### Available records
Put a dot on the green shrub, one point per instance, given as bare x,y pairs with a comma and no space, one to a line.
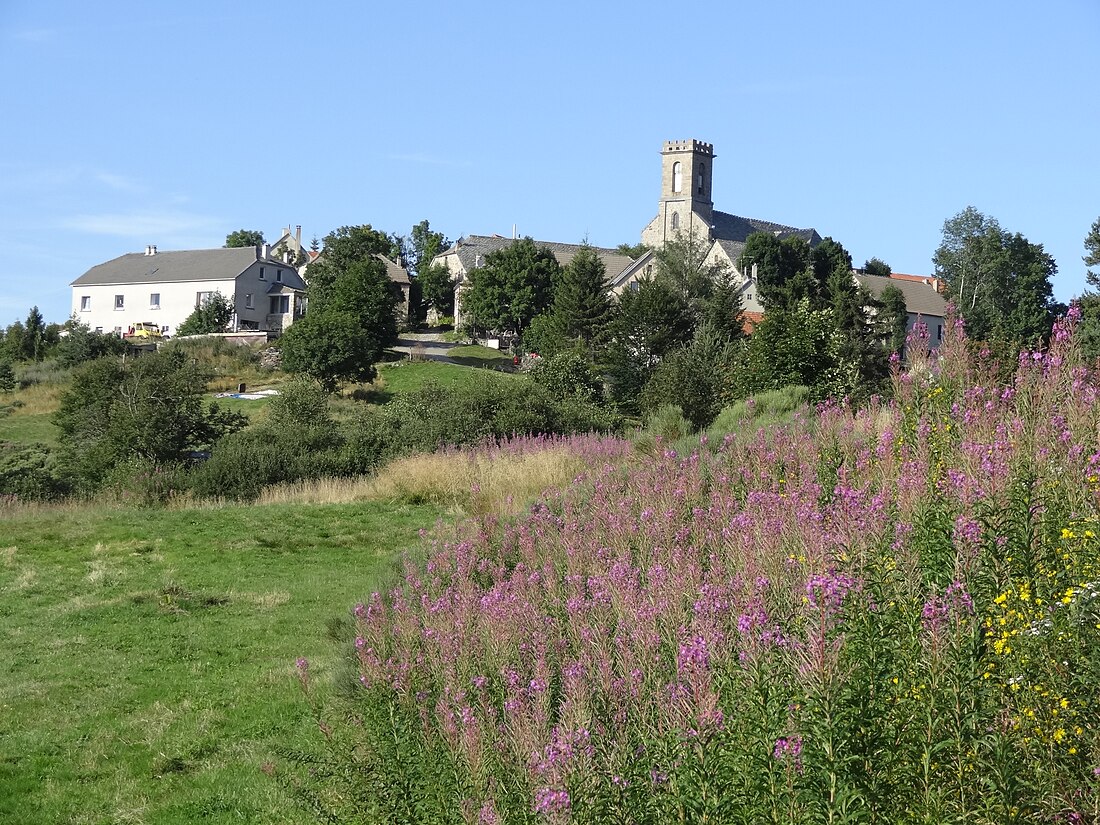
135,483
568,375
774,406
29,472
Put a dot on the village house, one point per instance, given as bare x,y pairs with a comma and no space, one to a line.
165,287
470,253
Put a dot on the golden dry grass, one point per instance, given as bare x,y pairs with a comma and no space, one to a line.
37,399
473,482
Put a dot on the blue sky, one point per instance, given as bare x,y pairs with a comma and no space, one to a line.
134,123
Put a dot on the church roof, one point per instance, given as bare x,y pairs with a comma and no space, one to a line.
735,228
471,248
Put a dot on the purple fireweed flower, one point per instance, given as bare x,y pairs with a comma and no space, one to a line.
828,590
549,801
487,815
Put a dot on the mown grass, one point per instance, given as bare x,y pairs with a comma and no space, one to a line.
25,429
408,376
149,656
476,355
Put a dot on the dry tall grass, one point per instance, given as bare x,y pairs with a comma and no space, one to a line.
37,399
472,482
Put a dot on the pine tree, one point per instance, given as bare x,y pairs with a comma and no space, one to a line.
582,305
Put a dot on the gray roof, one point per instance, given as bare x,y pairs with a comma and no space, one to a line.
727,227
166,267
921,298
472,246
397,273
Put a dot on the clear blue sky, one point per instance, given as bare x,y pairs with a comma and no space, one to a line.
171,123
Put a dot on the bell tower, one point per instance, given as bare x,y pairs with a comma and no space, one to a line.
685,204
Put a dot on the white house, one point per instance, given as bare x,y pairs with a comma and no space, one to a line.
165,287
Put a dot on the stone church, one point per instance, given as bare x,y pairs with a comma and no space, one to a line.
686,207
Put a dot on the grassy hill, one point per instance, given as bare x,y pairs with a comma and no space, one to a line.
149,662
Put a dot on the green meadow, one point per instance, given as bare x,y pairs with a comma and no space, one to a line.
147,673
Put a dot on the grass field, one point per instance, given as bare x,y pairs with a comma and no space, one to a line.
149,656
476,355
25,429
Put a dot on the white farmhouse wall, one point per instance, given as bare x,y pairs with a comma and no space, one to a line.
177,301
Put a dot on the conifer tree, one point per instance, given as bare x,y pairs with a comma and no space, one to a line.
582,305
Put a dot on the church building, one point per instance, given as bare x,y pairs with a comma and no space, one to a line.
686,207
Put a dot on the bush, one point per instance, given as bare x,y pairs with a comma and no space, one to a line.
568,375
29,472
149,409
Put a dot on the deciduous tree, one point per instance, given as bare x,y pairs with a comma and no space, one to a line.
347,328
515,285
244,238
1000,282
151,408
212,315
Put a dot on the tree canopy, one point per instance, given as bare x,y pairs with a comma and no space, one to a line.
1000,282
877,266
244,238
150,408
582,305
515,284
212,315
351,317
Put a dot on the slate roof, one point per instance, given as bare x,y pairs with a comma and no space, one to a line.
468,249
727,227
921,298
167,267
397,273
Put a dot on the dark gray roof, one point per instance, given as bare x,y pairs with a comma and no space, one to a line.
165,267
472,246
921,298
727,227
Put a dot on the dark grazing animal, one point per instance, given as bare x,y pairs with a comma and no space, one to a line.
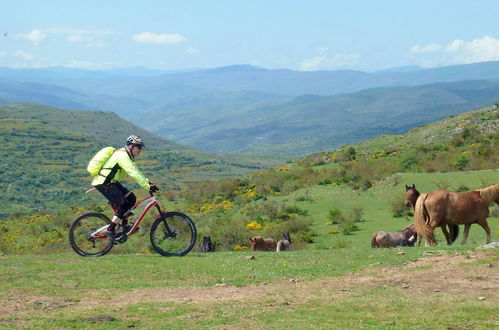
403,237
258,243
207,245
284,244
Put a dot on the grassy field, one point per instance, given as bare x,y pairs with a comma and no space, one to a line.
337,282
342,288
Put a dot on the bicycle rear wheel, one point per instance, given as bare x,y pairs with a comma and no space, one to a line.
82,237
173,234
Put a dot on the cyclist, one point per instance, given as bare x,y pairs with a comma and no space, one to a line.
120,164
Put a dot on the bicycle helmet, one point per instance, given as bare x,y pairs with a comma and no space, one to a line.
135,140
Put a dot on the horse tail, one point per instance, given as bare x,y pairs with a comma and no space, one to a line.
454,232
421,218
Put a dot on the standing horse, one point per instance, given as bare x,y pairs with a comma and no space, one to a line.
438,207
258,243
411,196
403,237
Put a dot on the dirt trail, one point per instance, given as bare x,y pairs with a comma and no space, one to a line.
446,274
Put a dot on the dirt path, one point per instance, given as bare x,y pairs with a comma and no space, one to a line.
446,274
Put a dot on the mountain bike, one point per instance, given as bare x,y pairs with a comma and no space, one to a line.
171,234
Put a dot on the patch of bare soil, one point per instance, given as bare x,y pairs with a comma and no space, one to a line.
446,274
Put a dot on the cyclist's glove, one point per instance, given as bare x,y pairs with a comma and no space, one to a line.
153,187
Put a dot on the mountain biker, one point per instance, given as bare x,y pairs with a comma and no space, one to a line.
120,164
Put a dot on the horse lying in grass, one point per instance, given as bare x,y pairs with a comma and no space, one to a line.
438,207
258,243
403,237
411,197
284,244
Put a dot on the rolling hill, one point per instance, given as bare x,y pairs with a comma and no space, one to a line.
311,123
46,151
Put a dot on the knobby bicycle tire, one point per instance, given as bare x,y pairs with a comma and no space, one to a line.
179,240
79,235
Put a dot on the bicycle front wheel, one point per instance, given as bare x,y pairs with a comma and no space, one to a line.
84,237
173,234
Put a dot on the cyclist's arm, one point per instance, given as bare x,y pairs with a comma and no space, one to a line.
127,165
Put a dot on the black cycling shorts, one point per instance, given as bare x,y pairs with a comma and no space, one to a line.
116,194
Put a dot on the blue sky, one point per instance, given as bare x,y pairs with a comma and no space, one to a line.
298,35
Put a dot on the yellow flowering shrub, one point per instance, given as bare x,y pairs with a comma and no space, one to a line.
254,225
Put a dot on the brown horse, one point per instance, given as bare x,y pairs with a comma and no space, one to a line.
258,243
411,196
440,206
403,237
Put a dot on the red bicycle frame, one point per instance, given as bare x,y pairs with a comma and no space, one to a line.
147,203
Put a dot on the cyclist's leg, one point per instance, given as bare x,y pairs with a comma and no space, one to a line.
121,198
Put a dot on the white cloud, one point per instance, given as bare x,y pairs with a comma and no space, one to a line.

### To do
Leave the pictures out, and print every line of the listing exactly as written.

### Your solution
Put a dot on the green shrub, one point per instance, given as bare x,y pairs with a comma and no space, one to a line.
135,483
568,375
774,406
29,472
Put a dot on the village house, one point per instance, given as bare x,y pairs with a comma and no space, one to a line.
165,287
470,253
Put a dot on the golden dry grass, one point per instance, given as bare x,y pairs with a comma and no space, one to a line.
37,399
473,482
Put a dot on the blue sky, one point per instance, given as bare x,y pairs with a comma and no space, one to a line.
134,123
Put a dot on the church roof, one point per instance, given as bare x,y pairs with a comma and no space, one to a line.
735,228
471,248
Put a dot on the purple fireweed flower, one point per instance, given as bare x,y pairs with a comma and no space, one to a line.
828,590
549,801
487,815
Put a dot on the mown grass, one point per instance, given as bare x,y pairs with a comma and no space, one to a line.
25,429
408,376
149,656
476,355
Put a dot on the dry tall grass, one point per instance, given as bare x,y pairs with a comma and no space, one to a line.
37,399
472,482
Put a dot on the pine tree, one point per instance, given as bare x,y pairs with a comma and no space, one to a line.
582,305
Put a dot on the gray roof, one point per instance, given as bare x,y pairs with a comma and no space, one to a line.
727,227
166,267
921,298
472,246
397,273
Put a dot on the clear blue sky, one point per instance, given as bare x,y pairs with a comma and no space, one to a line.
171,123
Put a dot on the bell tower, one point per instance, given as bare x,y pairs with a comma and no space, one to a line.
685,204
Put a dot on the white house, one point per instance, given as bare x,y pairs with a comma and no space, one to a line.
165,287
Put a dot on the stone church, one point per instance, given as bare x,y pairs with a comma and no space, one to a line.
686,207
Put a dot on the grassy hill, one point per instance, given as bare x,y pairs with a comma and no space, one to a line.
149,662
Put a dot on the green meadow, one point per instance, given as bare x,y pairs with a comma and no space, one to a line.
147,673
Put a dot on the grass field, one point per instance, given as bare x,y pairs with a comma and no space, one to a line.
149,656
476,355
25,429
Put a dot on the white farmhouse wall, one point per instance, given as bare x,y pairs with a comma and no space, one to a line.
177,301
Put a dot on the conifer tree, one point per instance, given as bare x,y pairs with a comma and no space, one to a line.
582,305
Put a dot on the church building, one point per instance, given as bare x,y pairs with a comma and no space, one to a line.
686,207
Put a dot on the bush, one point per instance, given as bare x,y pairs with a comma and no space, one to a line.
568,375
29,472
149,409
Put a dot on the deciduous tree, one point per instance, given as bare x,y pairs with a comma and no space, one to a line.
347,328
515,285
244,238
1000,282
151,408
212,315
Put a dot on the tree canopy, one point per instance, given as bare x,y pairs with a comma and no space, one to a line.
1000,282
877,266
244,238
150,408
582,305
515,284
212,315
351,317
Put a dot on the slate roof, one point per instance, given as bare x,y pairs with a comma and no space, one to a line.
468,249
727,227
921,298
167,267
397,273
Put a dot on the dark gray roof, one point per instance, given as bare x,y pairs with a comma and no space, one to a line.
165,267
472,246
921,298
727,227
Put a dot on the dark grazing animal, one point per instance, given as bare x,y pairs with a comma and no space, one to a line.
403,237
258,243
207,245
284,244
Put a dot on the grassy field, one point per instance, given as bare x,y pairs with a comma and no space, one to a line.
337,282
342,288
Put a dot on the bicycle rear wheel, one point per instance, given as bare x,y pairs with a comma and no space, one to a line.
82,237
173,234
Put a dot on the cyclist, one point per instance, given as bare x,y pairs with a comma and no space, one to a line.
120,164
Put a dot on the bicycle helmet, one point per instance, given as bare x,y pairs with a comma and no space, one to a line.
135,140
Put a dot on the horse tail, one point per instance, given as bare x,y pairs with a comma and no space, one to a line.
454,232
421,218
Put a dot on the standing horse, one point per instance, given as bare x,y pairs with a comma and no space, one to a line.
438,207
258,243
411,196
403,237
Put a dot on the dirt trail, one point per instance, given as bare x,y pairs with a comma and no space, one to a line.
446,274
Put a dot on the dirt path, one point per instance, given as bare x,y pairs with a comma and no space, one to a line.
446,274
Put a dot on the mountain bike, one point per instance, given as bare x,y pairs with a comma and no space, one to a line.
171,234
Put a dot on the patch of bare soil, one point per instance, given as bare x,y pairs with a comma and no space, one to a line.
446,274
Put a dot on the cyclist's glove, one point per instance, given as bare x,y pairs with a comma and no space, one to a line.
153,187
Put a dot on the mountain biker, one point per instance, given as bare x,y pairs with a comma and no space, one to a line.
120,164
Put a dot on the horse lying in grass, one point per instance, given as bare x,y pairs with a comma and no space, one to a line.
438,207
258,243
403,237
411,197
284,244
Put a dot on the rolling hill, one point per instance, given as bare x,y pairs with a comma and no space, one to a line.
311,123
46,151
Put a dot on the knobby bicycle tire, one point per instance, given as bare x,y pairs with a comma and no space, one to a line.
179,240
79,235
Put a dot on the bicycle front wheel, one point per instance, given as bare x,y pairs with a comma and no space, one to a line.
84,237
173,234
Put a dot on the cyclist's arm, one point per instance, given as bare x,y pairs with a comma and no space, one to a line.
127,165
Put a dot on the black cycling shorts, one point per instance, given as bare x,y pairs with a comma and no space, one to a line.
116,194
Put a dot on the blue sky, one point per instance, given as bare x,y pairs with a comma and no space, one to a line.
298,35
Put a dot on the yellow flowering shrub, one point per instance, given as bare x,y pairs with a comma and no space, one to a line.
254,225
Put a dot on the brown horse, one point per instance, given as bare x,y pairs with a comma and no space, one to a line.
258,243
411,196
440,206
403,237
Put a dot on the red bicycle frame, one point per instance, given as bare x,y pairs with a comma and no space, one to a line.
147,203
Put a dot on the cyclist's leg, one point per instance, given as bare x,y pairs with a comma and no space, one to a line.
121,198
Put a dot on the white cloud, one point per instance, given as bare x,y pairs with a comma and no space, one to a line.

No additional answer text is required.